Mercuriale de janvier 2008

« Le refus de la société pluraliste et ouverte n’est pas une simple aberration,
pas plus que ce refus n’est le produit d’une conjoncture économique difficile » (Zeev Sternhell)
 
           La Révolution de 1789 a fait émerger deux personnages mythiques, qui ont marqué la politique française jusqu’à nos jours. Le jacobin se définit  par une ambition-culte : la France une et indivisible. Le sans-culotte se caractérise par une personnalité-culte : c’est le révolutionnaire parisien, gouailleur, chauvin, libre-penseur, partisan du coup de force, méprisant les procédures démocratiques.
 
         Ces deux personnages sont des mythes fondateurs de la république. L’histoire de France est imprégnée de l’idée fixe de l’un et des imprécations de l’autre. Le jacobin organise le centralisme napoléonien, tandis que le sans-culotte, devenu grognard de l’empire, dévaste l’Europe. Après l’épopée napoléonienne, l’essor du libéralisme inquiète le jacobin et fait conspirer le sans-culotte. L’effondrement de 1870 les remet tous les deux au premier plan. La Commune de Paris est l’heure de gloire du sans-culotte ; la Troisième république sera celle du jacobin.

DONNÉES FOURNIES:
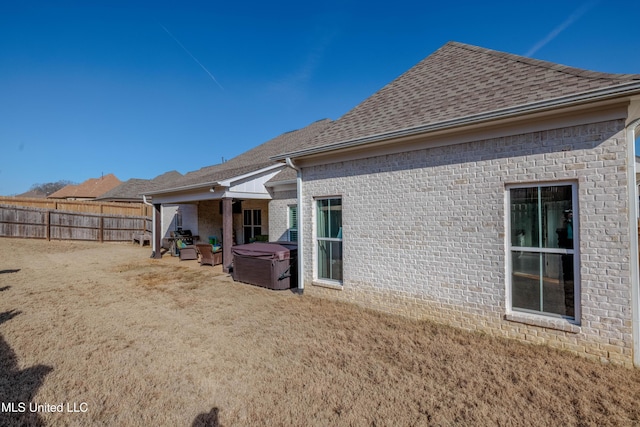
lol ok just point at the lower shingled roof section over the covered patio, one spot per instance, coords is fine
(249, 161)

CONSIGNE DE TRAVAIL 1:
D'après l'extrait fourni, quelle ambition-culte définit le jacobin ?
CONSIGNE DE TRAVAIL 2:
Réécrivez le passage de l'extrait fourni qui commence par « Ces deux personnages » et se termine par « celle du jacobin. », en remplaçant « grognard » par « soldat ».
On peut se passer entièrement des données.

SOLUTION PROPOSÉE 1:
La France une et indivisible.

SOLUTION PROPOSÉE 2:
Ces deux personnages sont des mythes fondateurs de la république. L’histoire de France est imprégnée de l’idée fixe de l’un et des imprécations de l’autre. Le jacobin organise le centralisme napoléonien, tandis que le sans-culotte, devenu soldat de l’empire, dévaste l’Europe. Après l’épopée napoléonienne, l’essor du libéralisme inquiète le jacobin et fait conspirer le sans-culotte. L’effondrement de 1870 les remet tous les deux au premier plan. La Commune de Paris est l’heure de gloire du sans-culotte ; la Troisième république sera celle du jacobin.